• Task requirements: Quote all of the data exactly as given. Skip every picture it contains.

## START Raw data

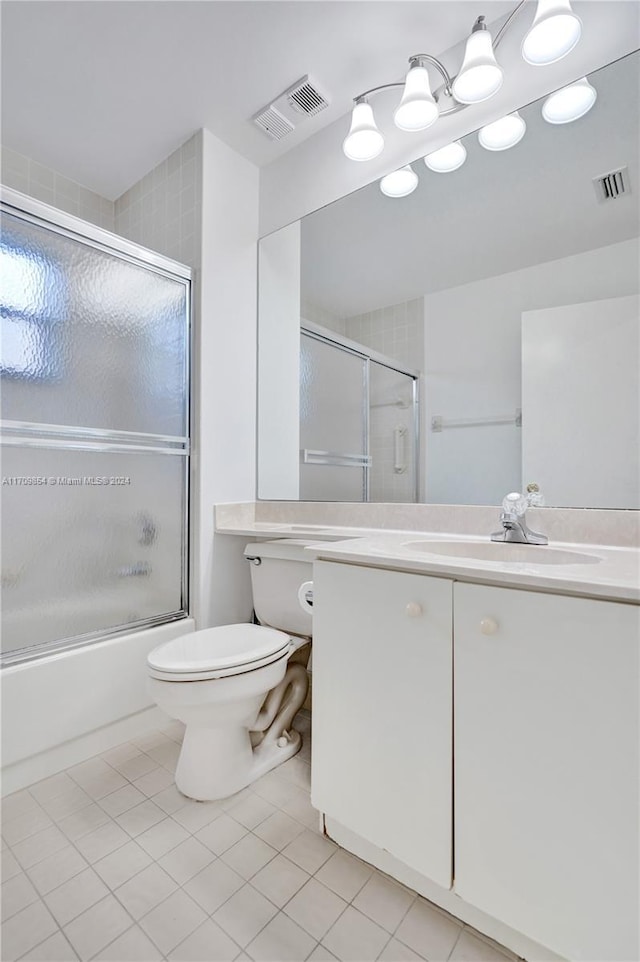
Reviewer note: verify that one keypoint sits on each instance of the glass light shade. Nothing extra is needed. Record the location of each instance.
(480, 76)
(364, 141)
(553, 34)
(503, 133)
(447, 158)
(570, 103)
(417, 110)
(400, 182)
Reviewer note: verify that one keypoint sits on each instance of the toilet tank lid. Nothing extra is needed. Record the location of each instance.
(229, 646)
(289, 549)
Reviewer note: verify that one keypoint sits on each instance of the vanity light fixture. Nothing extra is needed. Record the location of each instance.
(417, 110)
(399, 183)
(554, 33)
(569, 103)
(480, 76)
(447, 158)
(364, 141)
(503, 133)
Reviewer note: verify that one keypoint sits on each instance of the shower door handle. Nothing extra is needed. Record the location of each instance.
(339, 459)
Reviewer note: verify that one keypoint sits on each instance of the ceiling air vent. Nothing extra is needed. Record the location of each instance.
(272, 122)
(290, 108)
(613, 185)
(304, 98)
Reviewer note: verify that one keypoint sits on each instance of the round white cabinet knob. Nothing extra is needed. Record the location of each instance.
(413, 609)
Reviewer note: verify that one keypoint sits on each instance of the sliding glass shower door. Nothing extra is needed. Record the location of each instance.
(95, 446)
(358, 425)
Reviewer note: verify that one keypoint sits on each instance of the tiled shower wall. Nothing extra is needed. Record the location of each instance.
(397, 331)
(162, 211)
(23, 174)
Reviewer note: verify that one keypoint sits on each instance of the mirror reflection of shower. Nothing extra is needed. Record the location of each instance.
(358, 422)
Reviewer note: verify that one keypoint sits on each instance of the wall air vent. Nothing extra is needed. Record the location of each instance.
(613, 185)
(290, 108)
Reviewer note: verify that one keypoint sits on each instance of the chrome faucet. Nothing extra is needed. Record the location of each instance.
(513, 521)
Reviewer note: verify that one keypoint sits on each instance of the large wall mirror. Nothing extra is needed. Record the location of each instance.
(471, 338)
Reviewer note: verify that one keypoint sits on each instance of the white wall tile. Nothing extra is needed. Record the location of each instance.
(26, 175)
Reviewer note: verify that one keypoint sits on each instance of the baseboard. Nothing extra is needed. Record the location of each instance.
(29, 770)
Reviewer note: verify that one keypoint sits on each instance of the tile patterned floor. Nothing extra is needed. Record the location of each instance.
(108, 861)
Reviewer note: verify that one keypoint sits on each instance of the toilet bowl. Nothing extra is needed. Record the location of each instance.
(234, 687)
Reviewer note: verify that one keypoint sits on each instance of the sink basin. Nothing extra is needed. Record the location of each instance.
(505, 553)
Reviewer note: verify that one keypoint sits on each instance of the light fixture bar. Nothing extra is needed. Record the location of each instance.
(505, 26)
(416, 58)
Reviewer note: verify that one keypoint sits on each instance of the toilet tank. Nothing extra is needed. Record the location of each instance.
(275, 581)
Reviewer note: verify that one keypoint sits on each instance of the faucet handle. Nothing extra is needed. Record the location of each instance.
(515, 504)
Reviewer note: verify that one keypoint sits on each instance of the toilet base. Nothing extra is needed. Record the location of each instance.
(216, 762)
(237, 764)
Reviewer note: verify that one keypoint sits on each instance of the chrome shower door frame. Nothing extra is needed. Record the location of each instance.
(29, 434)
(360, 350)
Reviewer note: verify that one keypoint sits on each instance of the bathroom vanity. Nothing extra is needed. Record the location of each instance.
(476, 722)
(486, 738)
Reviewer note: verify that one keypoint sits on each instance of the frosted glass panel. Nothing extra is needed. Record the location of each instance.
(392, 435)
(332, 420)
(89, 338)
(80, 556)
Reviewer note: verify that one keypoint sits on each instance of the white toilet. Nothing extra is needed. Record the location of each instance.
(233, 687)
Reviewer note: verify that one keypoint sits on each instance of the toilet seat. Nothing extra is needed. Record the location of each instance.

## END Raw data

• Exercise response:
Reviewer note: verify that one keypoint sits on each instance of the glass light shade. Nothing extra is needed. Record the location of each instance.
(480, 76)
(364, 141)
(553, 34)
(503, 133)
(447, 158)
(570, 103)
(417, 110)
(400, 182)
Reviewer note: verify that one keypoint sits on each instance of the toilet tank lid. Nothing extra is needed. Record the location of each instance.
(229, 646)
(289, 549)
Reviewer note: verify that one keypoint sits on each instance of the vanity light fixture. Nothing extra is needed. Record the location of each instance.
(417, 110)
(399, 183)
(554, 33)
(569, 103)
(480, 76)
(447, 158)
(364, 141)
(503, 133)
Reviewer note: verify that one keypoint sits on each instance of the shower door handle. Nothing extra is needed. Record the location of each instance.
(339, 459)
Reviewer note: verify that one keypoint sits on each instance of the ceiling air vent. Nothing extra is needed. Record the location of each instance.
(272, 122)
(290, 108)
(613, 185)
(304, 98)
Reviewer note: verify that one keypoint sits on each instance of the round white cabinet knob. Nothing extra is needed. Record the location of each instance.
(413, 609)
Reviewer note: verify that one keypoint sits on each instance of the sliding glass shower door. Nothing extra is needed. Record the location of each instance.
(95, 446)
(358, 425)
Reviewer note: verify that one keypoint sits on each instance of the tiled shower wall. Nothing extra is needed. Record the location of each instance.
(397, 331)
(162, 211)
(23, 174)
Reviewer note: verify that one keypoint sits on each instance of the mirror reflection of shower. Nothing extra is needed. Record the location of each instance.
(358, 422)
Reviewer note: verify that one keypoint sits on each instance of the wall air vent. Nothing extra is needed. Record the location of each instance.
(613, 185)
(290, 108)
Reviewer note: verify that one keypoint sits on each instance of the chrome faucet. Nothing extra is needed. Record the location of each instance.
(513, 521)
Reviewer note: verify that one keypoint sits on each instance of the large wall mirror. Nothing extra is needed. Record the location of each instance.
(471, 338)
Reviewer note: verify that one keypoint sits on each instance of the white wall tile. Nothing extra is needed. Record the location of each instance.
(26, 175)
Reviewer note: verify that one keypoint sits on each instance of the baseboard. Nothing extra is needed. Record the location of each instance.
(29, 770)
Reviewer note: verify that one keypoint sits on each instance of the tile patterned floor. Nothing extra is needed. Record the location of each instance.
(108, 861)
Reviewer note: verify that one keypoint sits on each instance of the toilet bowl. Nothing extra is needed. Record the location of each instance.
(234, 687)
Reviewer note: verify that one keypoint sits on each instance of the sink basin. Nothing extra is needed. Record the location of each instance.
(505, 553)
Reviewer note: verify that one keypoint sits on each instance of the light fixture bar. Nothing extra is needed. Record the location of each instance.
(505, 26)
(416, 58)
Reviewer note: verify that one keypoint sits on each instance of the toilet tank. Nothing extra is needed. Record the location of each instance.
(275, 581)
Reviewer note: verify that one keypoint sits on each instance of the faucet handle. Nothing extra is needed. Record the location of each instance.
(515, 504)
Reviewer note: verify that one keypoint sits on each instance of the toilet base. Nothing extra is needed. Record the location of each instance.
(216, 762)
(237, 764)
Reviewer note: verify that one keypoint sits on each instance of the chrome shower door frame. Nothing extra is needed. Record the location of each instance.
(29, 434)
(360, 350)
Reviewer note: verify that one keypoint sits on each instance of the bathroom vanity. Nothing extra is needed. Record the location of each instance.
(476, 722)
(486, 738)
Reviewer note: verify that one keypoint sits on each instance of the frosted glass panel. Nothing extra is needed. Record the location of each instance.
(392, 435)
(332, 420)
(89, 338)
(80, 556)
Reviewer note: verify that one keypoint sits on each instance of the white toilet. Nothing extra is needed. Record the location of each instance.
(233, 687)
Reviewer note: verify that one keypoint sits on each instance of the toilet seat. Nothing extra is needed. Record the location of each instance.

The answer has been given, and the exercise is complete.